Written request:
Put every line of the records below into a numbered list, leaving out any blank lines.

Input data:
>> start

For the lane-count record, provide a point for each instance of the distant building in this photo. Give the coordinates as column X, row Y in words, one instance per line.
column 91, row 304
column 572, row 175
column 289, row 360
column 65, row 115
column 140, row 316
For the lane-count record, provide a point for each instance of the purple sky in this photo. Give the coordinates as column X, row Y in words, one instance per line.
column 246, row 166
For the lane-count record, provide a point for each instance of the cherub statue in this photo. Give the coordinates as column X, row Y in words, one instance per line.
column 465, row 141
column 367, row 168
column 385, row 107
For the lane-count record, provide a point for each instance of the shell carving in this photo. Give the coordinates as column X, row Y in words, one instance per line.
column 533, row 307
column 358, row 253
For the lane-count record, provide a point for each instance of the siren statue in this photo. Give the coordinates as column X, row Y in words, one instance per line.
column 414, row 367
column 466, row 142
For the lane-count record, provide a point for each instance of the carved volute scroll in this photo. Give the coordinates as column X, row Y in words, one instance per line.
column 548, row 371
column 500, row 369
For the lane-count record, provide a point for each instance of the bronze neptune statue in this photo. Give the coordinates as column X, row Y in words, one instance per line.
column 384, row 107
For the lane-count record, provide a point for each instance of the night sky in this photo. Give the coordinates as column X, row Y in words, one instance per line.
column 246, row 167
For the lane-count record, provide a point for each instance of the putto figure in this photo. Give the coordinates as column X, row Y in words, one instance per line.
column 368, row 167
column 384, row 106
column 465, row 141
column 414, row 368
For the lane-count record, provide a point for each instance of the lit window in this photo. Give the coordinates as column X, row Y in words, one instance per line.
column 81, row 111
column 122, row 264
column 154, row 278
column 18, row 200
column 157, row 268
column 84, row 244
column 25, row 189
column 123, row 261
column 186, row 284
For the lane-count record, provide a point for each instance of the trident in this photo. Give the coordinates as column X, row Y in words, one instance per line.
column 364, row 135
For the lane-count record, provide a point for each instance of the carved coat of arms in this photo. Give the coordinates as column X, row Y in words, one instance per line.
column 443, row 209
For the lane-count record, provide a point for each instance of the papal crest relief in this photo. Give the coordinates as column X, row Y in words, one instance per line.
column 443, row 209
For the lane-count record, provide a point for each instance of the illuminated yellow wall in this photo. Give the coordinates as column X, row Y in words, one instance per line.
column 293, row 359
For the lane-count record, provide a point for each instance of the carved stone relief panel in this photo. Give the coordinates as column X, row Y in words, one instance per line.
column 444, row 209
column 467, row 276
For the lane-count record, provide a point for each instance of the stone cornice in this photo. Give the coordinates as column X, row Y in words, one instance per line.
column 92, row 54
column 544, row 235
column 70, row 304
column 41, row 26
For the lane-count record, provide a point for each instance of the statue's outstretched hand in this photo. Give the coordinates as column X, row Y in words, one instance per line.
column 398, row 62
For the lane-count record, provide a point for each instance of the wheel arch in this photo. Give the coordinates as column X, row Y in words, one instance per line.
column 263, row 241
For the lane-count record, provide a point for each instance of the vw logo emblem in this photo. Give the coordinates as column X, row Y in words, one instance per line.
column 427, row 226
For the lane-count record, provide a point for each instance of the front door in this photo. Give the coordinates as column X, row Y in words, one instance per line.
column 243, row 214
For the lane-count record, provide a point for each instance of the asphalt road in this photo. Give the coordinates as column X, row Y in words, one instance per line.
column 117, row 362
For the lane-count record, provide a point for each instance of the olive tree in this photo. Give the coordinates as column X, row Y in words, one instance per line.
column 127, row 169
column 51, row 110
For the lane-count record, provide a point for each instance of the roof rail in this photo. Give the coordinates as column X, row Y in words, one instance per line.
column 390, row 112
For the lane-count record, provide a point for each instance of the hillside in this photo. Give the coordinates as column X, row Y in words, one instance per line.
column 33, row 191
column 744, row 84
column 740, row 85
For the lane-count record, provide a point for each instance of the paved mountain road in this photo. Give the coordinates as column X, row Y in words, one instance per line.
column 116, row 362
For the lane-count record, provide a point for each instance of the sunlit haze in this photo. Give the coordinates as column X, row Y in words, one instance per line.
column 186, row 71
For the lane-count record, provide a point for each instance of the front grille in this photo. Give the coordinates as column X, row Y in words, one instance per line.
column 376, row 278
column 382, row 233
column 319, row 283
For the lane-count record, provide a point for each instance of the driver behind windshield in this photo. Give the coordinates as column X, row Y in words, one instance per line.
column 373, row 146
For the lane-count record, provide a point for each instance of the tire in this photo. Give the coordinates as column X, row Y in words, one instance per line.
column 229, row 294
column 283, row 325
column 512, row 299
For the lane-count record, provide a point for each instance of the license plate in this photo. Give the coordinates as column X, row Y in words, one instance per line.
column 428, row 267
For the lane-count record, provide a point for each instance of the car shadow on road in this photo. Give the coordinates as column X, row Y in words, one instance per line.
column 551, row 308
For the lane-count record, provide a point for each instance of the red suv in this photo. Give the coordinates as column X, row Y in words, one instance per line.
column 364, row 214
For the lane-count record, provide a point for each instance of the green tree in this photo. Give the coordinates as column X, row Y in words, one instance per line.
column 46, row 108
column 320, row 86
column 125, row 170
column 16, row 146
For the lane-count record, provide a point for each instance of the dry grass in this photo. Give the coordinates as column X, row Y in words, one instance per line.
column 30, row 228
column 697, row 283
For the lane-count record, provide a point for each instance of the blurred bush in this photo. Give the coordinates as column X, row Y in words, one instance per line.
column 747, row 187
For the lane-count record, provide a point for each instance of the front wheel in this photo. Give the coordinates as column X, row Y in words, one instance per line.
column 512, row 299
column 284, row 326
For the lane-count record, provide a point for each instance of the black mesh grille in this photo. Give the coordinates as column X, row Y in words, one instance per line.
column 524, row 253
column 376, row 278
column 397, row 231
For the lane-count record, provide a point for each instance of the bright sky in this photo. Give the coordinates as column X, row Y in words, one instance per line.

>> end

Solved exercise:
1. For the lane-count record, provide a point for each instance of the distant building in this photo. Give the coordinates as column X, row Y in words, one instance per line.
2. column 91, row 304
3. column 572, row 175
4. column 289, row 360
5. column 65, row 115
6. column 140, row 316
7. For the lane-count record, provide a point for each instance of the purple sky in this photo. Give the coordinates as column X, row Y in words, one instance per line.
8. column 246, row 166
9. For the lane-count record, provide a point for each instance of the cherub statue in this photo. Give the coordinates as column X, row Y in words, one instance per line.
10. column 465, row 141
11. column 367, row 168
12. column 385, row 107
13. For the lane-count record, provide a point for each instance of the shell carving in this photo. Give the coordinates as column X, row Y in words, one instance per line.
14. column 533, row 307
15. column 358, row 253
16. For the lane-count record, provide a point for each instance of the siren statue in this photo. Give the coordinates as column X, row Y in words, one instance per line.
17. column 414, row 367
18. column 466, row 142
19. For the lane-count record, provide a point for each instance of the carved volute scroll in this photo. Give the coordinates as column X, row Y in words, one instance per line.
20. column 548, row 371
21. column 500, row 369
22. For the lane-count record, provide a point for each instance of the bronze neptune statue in this photo. Give the coordinates as column X, row Y in words, one instance per line.
23. column 384, row 107
24. For the lane-count record, provide a point for each instance of the night sky in this photo. Give the coordinates as column X, row Y in words, one instance per line.
25. column 246, row 167
26. For the lane-count record, provide a point for each instance of the putto figure in this photo. Give the coordinates as column X, row Y in words, one instance per line.
27. column 368, row 167
28. column 384, row 106
29. column 465, row 141
30. column 414, row 368
31. For the lane-count record, provide a point for each instance of the lit window in this photo. Give the coordinates as column X, row Y in words, one instance per line.
32. column 81, row 111
33. column 122, row 264
34. column 154, row 278
35. column 18, row 200
36. column 157, row 268
37. column 84, row 244
38. column 25, row 189
39. column 123, row 261
40. column 186, row 284
41. For the lane-count record, provide a point for each instance of the trident in this photo. Give the coordinates as column X, row Y in words, one instance per line.
42. column 364, row 135
43. For the lane-count record, provide a point for each instance of the carved coat of arms in this photo. Give the coordinates as column X, row Y in words, one instance per line.
44. column 443, row 209
45. For the lane-count record, provide a point for each instance of the papal crest relief in this photo. Give the coordinates as column X, row Y in words, one instance per line.
46. column 443, row 209
47. For the lane-count record, provide a point for each instance of the illuminated yellow wall in this photo. Give the coordinates as column X, row Y in words, one instance per line.
48. column 293, row 359
49. For the lane-count record, provide a point for each instance of the carved stone relief panel in this photo. Give the coordinates as column X, row Y in words, one instance per line.
50. column 444, row 209
51. column 467, row 276
52. For the lane-count record, provide a point for each instance of the stone cornice in this photo. Give the coordinates as column X, row Y in words, one instance per line.
53. column 92, row 54
54. column 544, row 235
55. column 70, row 304
56. column 41, row 26
57. For the lane-count record, provide a point for each instance of the statue's outstretched hand in this photo. Give the coordinates as column X, row Y in words, one instance per line.
58. column 398, row 62
59. For the lane-count record, provide a point for each instance of the wheel arch in this photo. Give the coordinates as column X, row Y in words, one instance per line.
60. column 263, row 241
61. For the lane-count record, provide a point for each instance of the vw logo emblem in this photo. Give the coordinates as column X, row Y in words, one instance per line.
62. column 427, row 226
63. For the lane-count record, provide a point for each instance of the front door in this photo. Give the coordinates as column X, row Y in words, one instance per line.
64. column 243, row 214
65. For the lane-count record, provide a point for each instance of the asphalt road in this photo. Give the coordinates as column X, row Y in words, one instance per line.
66. column 117, row 362
67. For the lane-count record, provide a point for each instance of the olive tree in this photo. Give the coordinates as column X, row Y in words, one instance per line.
68. column 127, row 169
69. column 51, row 110
70. For the lane-count record, provide a point for each instance of the roof rail in this photo. Give the coordinates as column X, row Y in words, one instance per line.
71. column 390, row 112
72. For the lane-count record, provide a point for each instance of the hillside in this photo. Give the coordinates as column X, row Y in words, one instance per line.
73. column 33, row 191
74. column 744, row 84
75. column 740, row 85
76. For the lane-count record, provide a point for each instance of the paved mountain road in this photo. Give the coordinates as column X, row Y in words, one instance per line.
77. column 116, row 362
78. For the lane-count record, provide a point for each instance of the sunlit haze in this photo. Give the coordinates as column X, row Y in words, one instance per line.
79. column 186, row 71
80. For the lane-count record, provide a point for each instance of the front grille in this photo. Give the coordinates as column X, row Y in words, one instance per line.
81. column 376, row 278
82. column 382, row 233
83. column 319, row 283
84. For the lane-count record, provide a point for each instance of the driver behind windshield in this photo. Give the coordinates as column X, row Y in words, one instance per line.
85. column 373, row 146
86. For the lane-count record, provide a point for each instance of the tire in this photo. Give the coordinates as column X, row Y in words, one instance per line.
87. column 229, row 294
88. column 283, row 325
89. column 512, row 299
90. For the lane-count record, provide a point for each instance of the license plate in this photo. Give the coordinates as column X, row Y in words, one instance per line.
91. column 428, row 267
92. For the lane-count record, provide a point for each instance of the car shadow on road in this photo. Give the coordinates as column X, row Y in words, one instance per line.
93. column 551, row 308
94. For the lane-count record, provide a point for each instance of the red suv in this photo. Give the coordinates as column X, row Y in words, one instance per line.
95. column 364, row 214
96. For the lane-count record, provide a point for each instance of the green tree in this photo. Give the coordinates as column X, row Y in words, one instance per line.
97. column 46, row 108
98. column 320, row 86
99. column 125, row 170
100. column 16, row 146
101. For the lane-count record, provide a point for each instance of the dry grass in this photo. Give the coordinates as column X, row Y in words, one instance per line.
102. column 30, row 228
103. column 697, row 283
104. For the lane-count record, provide a point for each instance of the blurred bush in this photo. Give the coordinates as column X, row Y in words, one instance per line.
105. column 747, row 187
106. For the lane-count record, provide a point for each instance of the front wheel in this photo. Give the coordinates as column X, row Y in words, one instance per line.
107. column 512, row 299
108. column 284, row 326
109. For the lane-count record, provide a point for each instance of the black mesh grille in this photo. Give the coordinates as column X, row Y in words, one instance per line.
110. column 524, row 253
111. column 376, row 278
112. column 397, row 231
113. For the lane-count record, provide a point for each instance of the bright sky in this photo. Give the coordinates as column X, row Y in words, one instance per line.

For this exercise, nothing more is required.